## The task
Reproduce the entries between the line holding "of the water" and the line holding "column 656, row 392", inclusive, renaming "water surface" to "sea surface" and keeping everything else identical.

## Source material
_____

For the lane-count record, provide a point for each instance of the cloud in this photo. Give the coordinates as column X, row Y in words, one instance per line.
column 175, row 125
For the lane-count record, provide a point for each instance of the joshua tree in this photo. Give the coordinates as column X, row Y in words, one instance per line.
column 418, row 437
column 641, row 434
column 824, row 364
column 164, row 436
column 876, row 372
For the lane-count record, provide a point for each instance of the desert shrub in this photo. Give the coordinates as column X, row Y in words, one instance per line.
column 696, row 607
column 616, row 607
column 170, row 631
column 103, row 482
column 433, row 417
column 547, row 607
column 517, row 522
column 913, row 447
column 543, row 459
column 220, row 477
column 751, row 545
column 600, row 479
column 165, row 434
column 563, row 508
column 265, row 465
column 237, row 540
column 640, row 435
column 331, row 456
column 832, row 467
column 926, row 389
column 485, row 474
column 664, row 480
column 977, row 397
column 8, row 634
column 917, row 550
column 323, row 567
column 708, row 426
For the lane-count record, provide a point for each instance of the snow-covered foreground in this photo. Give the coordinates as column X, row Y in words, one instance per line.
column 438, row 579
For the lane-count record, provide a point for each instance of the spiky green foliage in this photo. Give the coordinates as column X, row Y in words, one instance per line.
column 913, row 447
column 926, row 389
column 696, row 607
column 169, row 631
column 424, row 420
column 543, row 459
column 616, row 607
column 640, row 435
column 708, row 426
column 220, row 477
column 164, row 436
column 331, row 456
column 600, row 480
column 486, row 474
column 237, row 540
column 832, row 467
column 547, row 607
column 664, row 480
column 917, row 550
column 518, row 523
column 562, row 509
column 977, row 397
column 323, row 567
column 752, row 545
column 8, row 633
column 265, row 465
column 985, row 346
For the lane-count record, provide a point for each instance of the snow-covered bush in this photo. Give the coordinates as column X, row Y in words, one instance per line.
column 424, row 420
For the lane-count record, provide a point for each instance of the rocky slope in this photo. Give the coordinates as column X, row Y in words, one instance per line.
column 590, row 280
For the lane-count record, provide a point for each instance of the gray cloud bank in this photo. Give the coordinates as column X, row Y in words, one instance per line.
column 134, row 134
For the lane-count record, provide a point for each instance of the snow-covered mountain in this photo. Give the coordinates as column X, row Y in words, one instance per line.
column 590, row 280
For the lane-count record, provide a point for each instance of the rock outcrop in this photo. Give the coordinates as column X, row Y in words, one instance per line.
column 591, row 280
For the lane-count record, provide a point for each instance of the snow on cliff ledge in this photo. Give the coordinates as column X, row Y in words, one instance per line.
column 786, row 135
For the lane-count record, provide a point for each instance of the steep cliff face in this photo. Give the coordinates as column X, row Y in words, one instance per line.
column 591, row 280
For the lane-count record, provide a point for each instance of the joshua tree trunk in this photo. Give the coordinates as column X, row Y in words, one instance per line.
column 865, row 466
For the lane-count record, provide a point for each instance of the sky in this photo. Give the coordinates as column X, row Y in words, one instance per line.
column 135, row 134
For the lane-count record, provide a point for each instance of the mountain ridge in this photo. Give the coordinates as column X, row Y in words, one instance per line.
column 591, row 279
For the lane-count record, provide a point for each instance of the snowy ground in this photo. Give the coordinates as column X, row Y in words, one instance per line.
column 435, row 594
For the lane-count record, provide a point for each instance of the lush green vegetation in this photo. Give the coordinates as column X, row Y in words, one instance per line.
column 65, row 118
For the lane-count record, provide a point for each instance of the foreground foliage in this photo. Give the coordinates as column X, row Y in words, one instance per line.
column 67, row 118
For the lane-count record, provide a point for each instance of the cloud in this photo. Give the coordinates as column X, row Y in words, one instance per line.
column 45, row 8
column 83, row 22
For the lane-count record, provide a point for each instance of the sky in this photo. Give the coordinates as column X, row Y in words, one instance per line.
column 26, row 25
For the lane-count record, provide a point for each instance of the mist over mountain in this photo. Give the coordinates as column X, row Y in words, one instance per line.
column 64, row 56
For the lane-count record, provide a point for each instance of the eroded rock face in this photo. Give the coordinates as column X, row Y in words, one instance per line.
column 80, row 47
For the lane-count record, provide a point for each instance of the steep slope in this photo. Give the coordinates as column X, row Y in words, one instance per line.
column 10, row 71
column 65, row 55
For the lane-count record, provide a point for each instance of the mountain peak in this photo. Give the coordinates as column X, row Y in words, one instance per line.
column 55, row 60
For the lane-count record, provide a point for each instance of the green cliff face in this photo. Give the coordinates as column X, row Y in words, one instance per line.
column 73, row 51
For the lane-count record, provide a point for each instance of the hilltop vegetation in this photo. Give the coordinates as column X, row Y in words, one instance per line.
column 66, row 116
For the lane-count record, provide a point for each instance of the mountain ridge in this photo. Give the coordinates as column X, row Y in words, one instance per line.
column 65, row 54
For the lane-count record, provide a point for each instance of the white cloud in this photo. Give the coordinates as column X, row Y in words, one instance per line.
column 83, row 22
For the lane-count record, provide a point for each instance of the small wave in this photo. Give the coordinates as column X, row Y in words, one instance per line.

_____

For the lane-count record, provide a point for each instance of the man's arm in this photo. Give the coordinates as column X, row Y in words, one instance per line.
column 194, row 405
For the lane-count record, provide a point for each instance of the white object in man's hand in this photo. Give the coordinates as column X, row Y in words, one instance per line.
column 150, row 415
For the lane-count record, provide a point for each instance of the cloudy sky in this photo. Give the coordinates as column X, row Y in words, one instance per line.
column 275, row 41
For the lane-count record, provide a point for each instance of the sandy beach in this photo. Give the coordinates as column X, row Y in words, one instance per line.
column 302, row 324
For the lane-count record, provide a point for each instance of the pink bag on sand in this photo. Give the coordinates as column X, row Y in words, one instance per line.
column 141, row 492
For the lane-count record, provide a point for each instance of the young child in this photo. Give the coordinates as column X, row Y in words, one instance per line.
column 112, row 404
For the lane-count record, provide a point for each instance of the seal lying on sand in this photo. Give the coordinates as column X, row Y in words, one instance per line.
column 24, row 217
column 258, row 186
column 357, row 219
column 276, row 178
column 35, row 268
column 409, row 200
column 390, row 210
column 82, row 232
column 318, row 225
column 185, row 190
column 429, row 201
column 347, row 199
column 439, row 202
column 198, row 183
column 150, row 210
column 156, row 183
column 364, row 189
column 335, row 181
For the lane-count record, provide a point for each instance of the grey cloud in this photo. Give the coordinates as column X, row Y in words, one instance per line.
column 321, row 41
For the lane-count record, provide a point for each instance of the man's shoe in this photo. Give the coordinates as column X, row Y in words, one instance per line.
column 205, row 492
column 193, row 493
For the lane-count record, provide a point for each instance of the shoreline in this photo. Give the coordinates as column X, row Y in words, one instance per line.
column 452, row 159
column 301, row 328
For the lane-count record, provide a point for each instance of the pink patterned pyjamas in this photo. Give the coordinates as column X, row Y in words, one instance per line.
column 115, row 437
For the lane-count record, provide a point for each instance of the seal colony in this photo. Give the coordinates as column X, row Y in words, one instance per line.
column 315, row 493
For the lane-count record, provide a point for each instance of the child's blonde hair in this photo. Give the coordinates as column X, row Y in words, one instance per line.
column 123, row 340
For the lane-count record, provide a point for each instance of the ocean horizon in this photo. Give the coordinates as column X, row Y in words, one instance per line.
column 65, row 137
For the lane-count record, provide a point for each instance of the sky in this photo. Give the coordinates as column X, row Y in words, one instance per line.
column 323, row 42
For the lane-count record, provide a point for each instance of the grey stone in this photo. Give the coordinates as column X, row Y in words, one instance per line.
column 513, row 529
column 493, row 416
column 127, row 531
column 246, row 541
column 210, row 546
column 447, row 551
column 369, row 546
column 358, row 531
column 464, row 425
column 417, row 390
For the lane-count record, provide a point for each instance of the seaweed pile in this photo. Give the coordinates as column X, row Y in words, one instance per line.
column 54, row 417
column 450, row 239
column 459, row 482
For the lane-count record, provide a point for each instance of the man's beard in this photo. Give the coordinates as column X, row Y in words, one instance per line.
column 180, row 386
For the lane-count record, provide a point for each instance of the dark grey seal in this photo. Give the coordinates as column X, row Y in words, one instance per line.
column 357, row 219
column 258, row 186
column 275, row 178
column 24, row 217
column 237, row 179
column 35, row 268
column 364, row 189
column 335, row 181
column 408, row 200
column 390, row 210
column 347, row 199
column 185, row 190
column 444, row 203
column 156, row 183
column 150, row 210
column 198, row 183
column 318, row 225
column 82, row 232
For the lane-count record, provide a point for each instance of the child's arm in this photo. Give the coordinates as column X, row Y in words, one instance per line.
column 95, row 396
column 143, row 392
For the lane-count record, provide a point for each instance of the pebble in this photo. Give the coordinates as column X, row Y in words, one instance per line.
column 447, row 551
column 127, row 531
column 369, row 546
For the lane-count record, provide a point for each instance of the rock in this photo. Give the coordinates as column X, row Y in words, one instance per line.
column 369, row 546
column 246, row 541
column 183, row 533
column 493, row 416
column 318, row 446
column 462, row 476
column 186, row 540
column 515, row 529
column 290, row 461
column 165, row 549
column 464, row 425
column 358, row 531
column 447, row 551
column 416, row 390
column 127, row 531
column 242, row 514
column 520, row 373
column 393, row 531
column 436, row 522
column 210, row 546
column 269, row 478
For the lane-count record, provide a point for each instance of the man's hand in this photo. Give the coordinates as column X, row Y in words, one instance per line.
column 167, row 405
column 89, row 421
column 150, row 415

_____

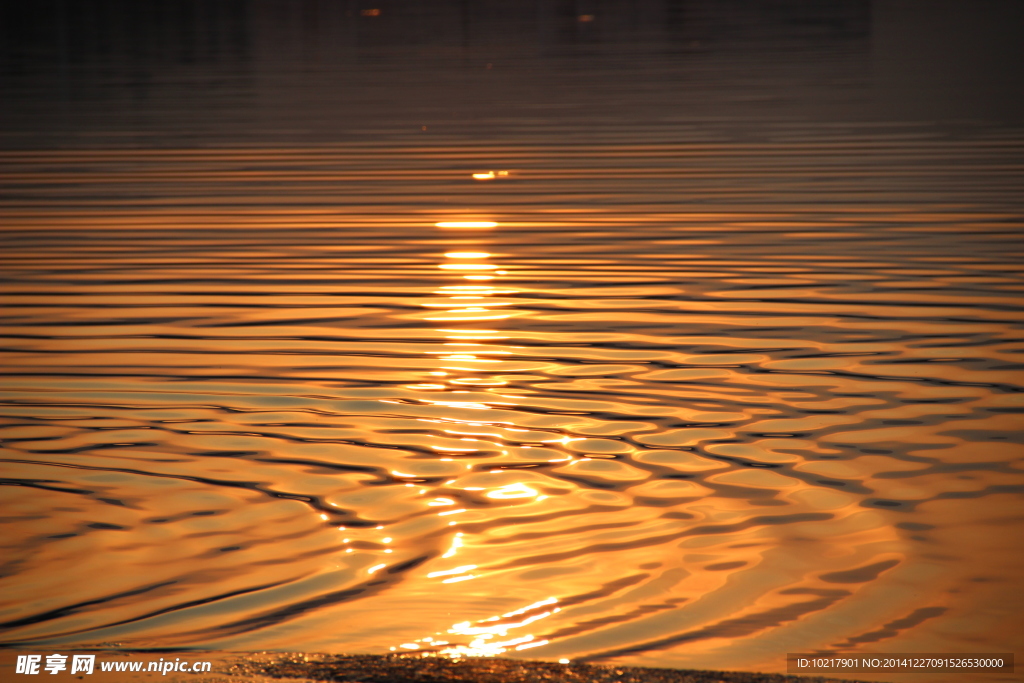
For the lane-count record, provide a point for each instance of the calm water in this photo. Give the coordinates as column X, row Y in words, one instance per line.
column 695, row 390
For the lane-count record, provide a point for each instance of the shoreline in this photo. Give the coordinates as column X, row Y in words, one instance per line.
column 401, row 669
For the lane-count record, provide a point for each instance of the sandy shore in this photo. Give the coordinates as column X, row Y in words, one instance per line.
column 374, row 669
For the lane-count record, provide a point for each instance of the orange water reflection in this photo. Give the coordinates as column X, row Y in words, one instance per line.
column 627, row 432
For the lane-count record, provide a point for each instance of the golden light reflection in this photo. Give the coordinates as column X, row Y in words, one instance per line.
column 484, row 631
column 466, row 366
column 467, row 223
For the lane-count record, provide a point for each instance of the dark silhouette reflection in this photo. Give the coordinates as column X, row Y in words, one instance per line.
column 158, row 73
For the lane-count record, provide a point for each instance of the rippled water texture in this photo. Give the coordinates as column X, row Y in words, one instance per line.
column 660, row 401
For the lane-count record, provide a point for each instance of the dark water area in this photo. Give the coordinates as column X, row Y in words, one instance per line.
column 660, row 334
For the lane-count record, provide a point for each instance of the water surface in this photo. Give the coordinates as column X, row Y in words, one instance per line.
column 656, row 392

_____

## Full solution
For the lane-count record, provide a point for each instance of the sea surface in this photo. Give the coordinates as column X, row Y in words, one instance per line.
column 656, row 392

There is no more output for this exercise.